Dataset excerpts on object pointing

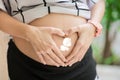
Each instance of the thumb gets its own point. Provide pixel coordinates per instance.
(57, 31)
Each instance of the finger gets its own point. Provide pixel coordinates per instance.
(76, 49)
(41, 58)
(55, 58)
(82, 53)
(57, 31)
(50, 60)
(58, 53)
(72, 61)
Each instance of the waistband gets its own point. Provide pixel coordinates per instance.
(21, 58)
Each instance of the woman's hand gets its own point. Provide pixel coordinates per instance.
(86, 34)
(43, 44)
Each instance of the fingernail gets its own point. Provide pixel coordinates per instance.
(58, 65)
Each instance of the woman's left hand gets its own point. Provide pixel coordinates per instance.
(86, 34)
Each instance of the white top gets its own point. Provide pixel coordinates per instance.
(28, 10)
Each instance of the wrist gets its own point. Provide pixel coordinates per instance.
(98, 27)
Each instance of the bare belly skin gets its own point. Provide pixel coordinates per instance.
(61, 21)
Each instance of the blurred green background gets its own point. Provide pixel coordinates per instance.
(106, 47)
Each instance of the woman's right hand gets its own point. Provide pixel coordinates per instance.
(44, 46)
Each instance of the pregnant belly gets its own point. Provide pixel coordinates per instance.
(52, 20)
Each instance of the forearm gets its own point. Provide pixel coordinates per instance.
(12, 26)
(98, 11)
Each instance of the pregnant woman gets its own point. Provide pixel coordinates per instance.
(50, 39)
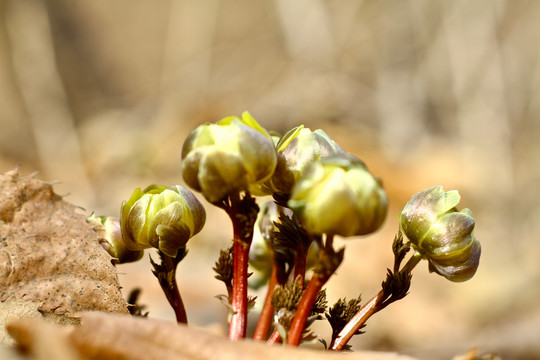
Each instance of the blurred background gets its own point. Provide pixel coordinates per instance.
(97, 96)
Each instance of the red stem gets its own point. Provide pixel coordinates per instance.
(369, 308)
(274, 338)
(239, 300)
(267, 313)
(304, 309)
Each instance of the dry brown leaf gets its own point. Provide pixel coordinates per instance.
(111, 336)
(49, 255)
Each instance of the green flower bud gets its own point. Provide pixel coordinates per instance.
(296, 150)
(161, 217)
(228, 157)
(109, 229)
(441, 233)
(339, 196)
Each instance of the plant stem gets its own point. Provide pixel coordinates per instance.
(243, 213)
(304, 309)
(374, 305)
(239, 300)
(166, 275)
(267, 313)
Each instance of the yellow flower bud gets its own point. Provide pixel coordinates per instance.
(339, 196)
(161, 217)
(109, 228)
(230, 156)
(441, 233)
(296, 150)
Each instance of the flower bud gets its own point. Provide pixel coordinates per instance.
(339, 196)
(109, 228)
(161, 217)
(227, 157)
(296, 150)
(441, 233)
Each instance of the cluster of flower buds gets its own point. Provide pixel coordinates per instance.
(441, 233)
(161, 217)
(318, 189)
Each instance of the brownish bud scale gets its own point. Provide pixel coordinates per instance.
(161, 217)
(339, 196)
(296, 150)
(109, 228)
(441, 233)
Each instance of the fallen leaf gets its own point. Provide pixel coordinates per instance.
(49, 255)
(107, 336)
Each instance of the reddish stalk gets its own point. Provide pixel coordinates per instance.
(267, 313)
(371, 307)
(304, 309)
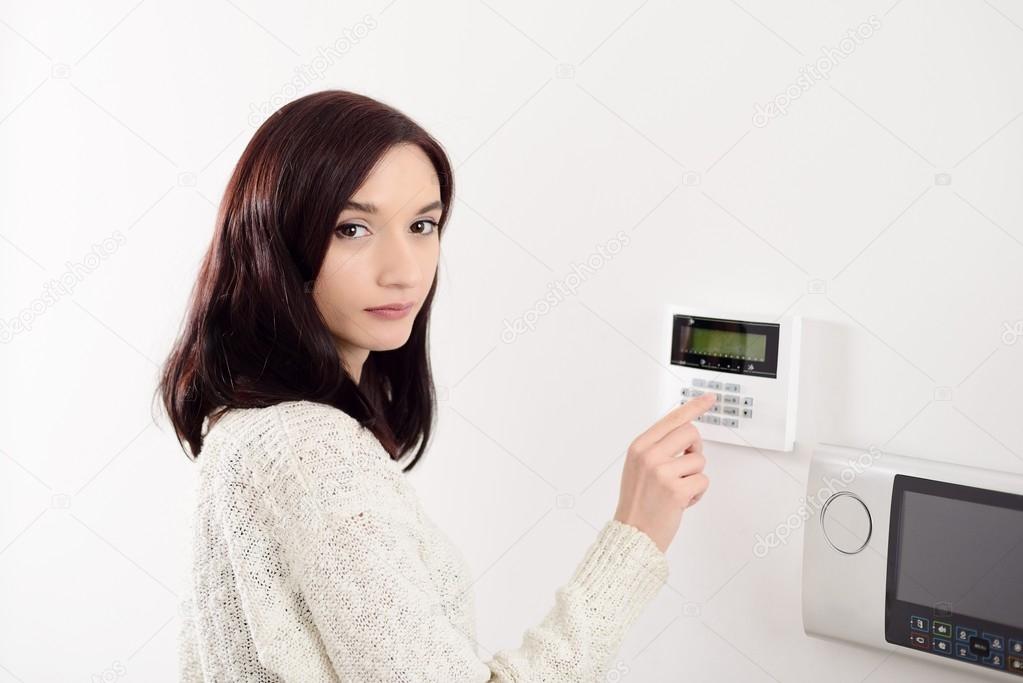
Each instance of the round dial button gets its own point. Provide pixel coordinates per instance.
(846, 522)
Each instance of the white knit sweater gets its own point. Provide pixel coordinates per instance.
(313, 560)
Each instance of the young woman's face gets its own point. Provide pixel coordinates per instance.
(384, 252)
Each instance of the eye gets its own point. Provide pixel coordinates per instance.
(341, 230)
(425, 222)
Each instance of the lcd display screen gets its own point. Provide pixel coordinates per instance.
(726, 344)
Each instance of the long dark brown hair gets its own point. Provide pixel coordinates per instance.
(253, 335)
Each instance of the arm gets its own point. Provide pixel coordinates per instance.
(349, 535)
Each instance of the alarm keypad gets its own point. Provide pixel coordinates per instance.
(730, 409)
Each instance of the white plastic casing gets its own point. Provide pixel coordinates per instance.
(775, 399)
(844, 594)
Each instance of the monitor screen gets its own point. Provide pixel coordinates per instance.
(967, 555)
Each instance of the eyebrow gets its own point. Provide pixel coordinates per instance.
(371, 208)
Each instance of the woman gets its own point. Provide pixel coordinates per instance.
(302, 377)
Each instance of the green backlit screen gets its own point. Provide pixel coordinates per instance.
(725, 344)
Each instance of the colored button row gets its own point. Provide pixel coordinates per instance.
(987, 648)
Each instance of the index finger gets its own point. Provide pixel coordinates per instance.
(675, 418)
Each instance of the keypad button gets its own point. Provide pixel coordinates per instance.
(963, 634)
(941, 645)
(980, 646)
(963, 652)
(920, 640)
(994, 659)
(997, 642)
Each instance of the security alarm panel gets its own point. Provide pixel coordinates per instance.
(750, 362)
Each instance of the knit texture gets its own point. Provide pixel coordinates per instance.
(313, 560)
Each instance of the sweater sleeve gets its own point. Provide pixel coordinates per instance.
(352, 544)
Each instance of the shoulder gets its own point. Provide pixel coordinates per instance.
(317, 440)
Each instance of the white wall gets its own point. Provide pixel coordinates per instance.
(568, 123)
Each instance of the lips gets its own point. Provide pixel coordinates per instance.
(392, 307)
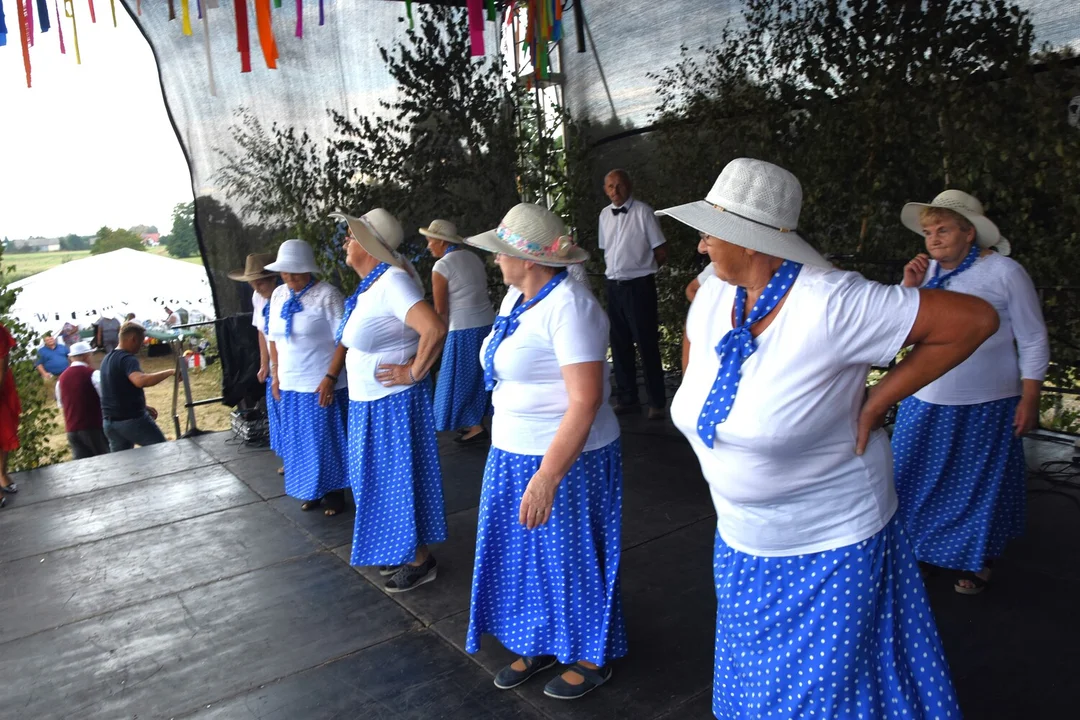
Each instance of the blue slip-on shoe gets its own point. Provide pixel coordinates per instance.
(508, 677)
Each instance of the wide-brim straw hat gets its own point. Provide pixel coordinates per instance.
(531, 232)
(443, 230)
(753, 204)
(986, 233)
(378, 232)
(294, 256)
(254, 268)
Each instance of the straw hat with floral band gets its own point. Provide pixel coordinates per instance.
(254, 268)
(531, 232)
(756, 205)
(959, 202)
(443, 230)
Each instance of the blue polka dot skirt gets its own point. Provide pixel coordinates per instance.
(311, 440)
(273, 417)
(553, 591)
(960, 479)
(395, 476)
(847, 633)
(460, 398)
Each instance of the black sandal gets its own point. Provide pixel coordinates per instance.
(977, 584)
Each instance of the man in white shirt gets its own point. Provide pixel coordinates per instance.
(634, 249)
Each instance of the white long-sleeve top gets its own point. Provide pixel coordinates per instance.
(1018, 350)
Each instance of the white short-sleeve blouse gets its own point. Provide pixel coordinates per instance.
(1018, 350)
(305, 356)
(565, 328)
(783, 471)
(376, 334)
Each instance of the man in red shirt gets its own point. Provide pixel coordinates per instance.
(78, 394)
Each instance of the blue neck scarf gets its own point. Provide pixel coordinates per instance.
(505, 325)
(293, 306)
(940, 281)
(350, 303)
(737, 345)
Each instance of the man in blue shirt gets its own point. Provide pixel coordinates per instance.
(127, 420)
(52, 357)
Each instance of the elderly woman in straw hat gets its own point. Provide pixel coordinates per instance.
(393, 338)
(959, 458)
(307, 380)
(262, 283)
(820, 609)
(545, 582)
(459, 290)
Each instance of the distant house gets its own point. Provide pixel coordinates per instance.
(36, 245)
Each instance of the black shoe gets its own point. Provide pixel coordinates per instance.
(410, 576)
(559, 689)
(508, 677)
(475, 439)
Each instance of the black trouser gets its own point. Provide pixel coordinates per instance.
(88, 443)
(632, 310)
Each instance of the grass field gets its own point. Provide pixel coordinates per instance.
(204, 385)
(31, 263)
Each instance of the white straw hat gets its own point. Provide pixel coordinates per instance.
(753, 204)
(378, 232)
(443, 230)
(531, 232)
(986, 233)
(294, 256)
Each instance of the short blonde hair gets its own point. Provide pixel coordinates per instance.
(928, 215)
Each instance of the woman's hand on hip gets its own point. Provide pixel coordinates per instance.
(871, 418)
(916, 270)
(394, 375)
(537, 501)
(326, 392)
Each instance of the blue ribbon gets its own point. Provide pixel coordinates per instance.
(294, 306)
(940, 281)
(737, 345)
(350, 303)
(507, 325)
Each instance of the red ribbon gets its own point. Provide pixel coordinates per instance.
(243, 42)
(22, 37)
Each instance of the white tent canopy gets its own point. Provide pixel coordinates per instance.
(112, 284)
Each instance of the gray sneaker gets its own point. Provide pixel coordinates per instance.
(409, 576)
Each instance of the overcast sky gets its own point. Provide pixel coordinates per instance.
(88, 145)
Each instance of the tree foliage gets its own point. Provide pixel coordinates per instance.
(38, 419)
(444, 147)
(108, 240)
(872, 105)
(181, 241)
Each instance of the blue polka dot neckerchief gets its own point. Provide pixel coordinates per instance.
(737, 345)
(293, 306)
(505, 325)
(350, 303)
(939, 281)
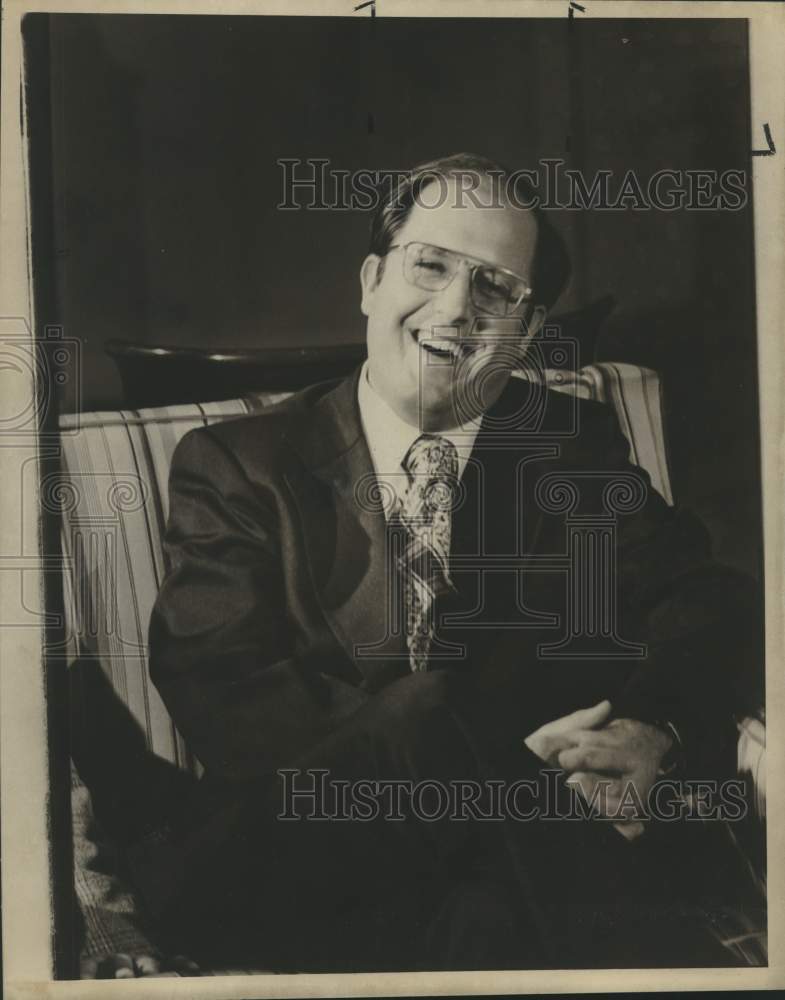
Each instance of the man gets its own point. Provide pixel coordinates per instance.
(354, 589)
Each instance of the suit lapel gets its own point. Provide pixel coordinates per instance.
(350, 549)
(347, 542)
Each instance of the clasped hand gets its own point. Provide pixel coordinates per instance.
(603, 759)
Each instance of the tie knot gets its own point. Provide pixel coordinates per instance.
(432, 457)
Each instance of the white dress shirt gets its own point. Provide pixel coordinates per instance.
(390, 438)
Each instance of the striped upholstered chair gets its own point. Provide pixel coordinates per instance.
(113, 497)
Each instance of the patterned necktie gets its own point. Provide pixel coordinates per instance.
(431, 465)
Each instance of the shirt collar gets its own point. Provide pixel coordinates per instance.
(389, 437)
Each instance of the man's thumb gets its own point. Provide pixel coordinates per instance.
(588, 718)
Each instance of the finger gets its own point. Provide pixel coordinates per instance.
(597, 737)
(147, 965)
(588, 718)
(601, 792)
(583, 758)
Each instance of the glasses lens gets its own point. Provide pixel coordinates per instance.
(428, 267)
(493, 291)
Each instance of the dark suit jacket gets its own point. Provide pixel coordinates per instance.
(276, 596)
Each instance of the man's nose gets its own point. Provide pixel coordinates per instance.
(454, 303)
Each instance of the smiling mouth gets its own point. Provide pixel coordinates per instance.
(441, 347)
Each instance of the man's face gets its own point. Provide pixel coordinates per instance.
(437, 385)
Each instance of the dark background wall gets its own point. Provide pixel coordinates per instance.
(166, 132)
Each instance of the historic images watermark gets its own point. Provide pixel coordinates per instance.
(313, 795)
(314, 184)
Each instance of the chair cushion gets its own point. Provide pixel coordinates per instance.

> _WRITTEN TASK_: Rewrite the part of the items that runs from the line containing "Each instance of the dark suit" through the end of the items, changing each "man's" to "person's" and leaving everything else the same.

> _EXPECTED ANSWER_:
Each instance of the dark suit jacket gets its own point. Provide pixel coordinates per instance.
(276, 596)
Each instance of the person's nose gets its own point. Provide pixel coordinates per instance.
(454, 303)
Each instance of the smiling mouth gets its own point. Provide pixel coordinates per instance.
(441, 347)
Each instance of the person's face gets its own point. Provide pixel coordinates per instance.
(437, 385)
Each instance of the dark background wall gets its own point. Provide pixel coordinates per instance.
(166, 132)
Each instance of the historic images watermark gets its own point. Provide pixel coordinates per instance.
(313, 795)
(314, 184)
Each instance of the chair cushion gets its own point. Provide pixel coordinates per instance.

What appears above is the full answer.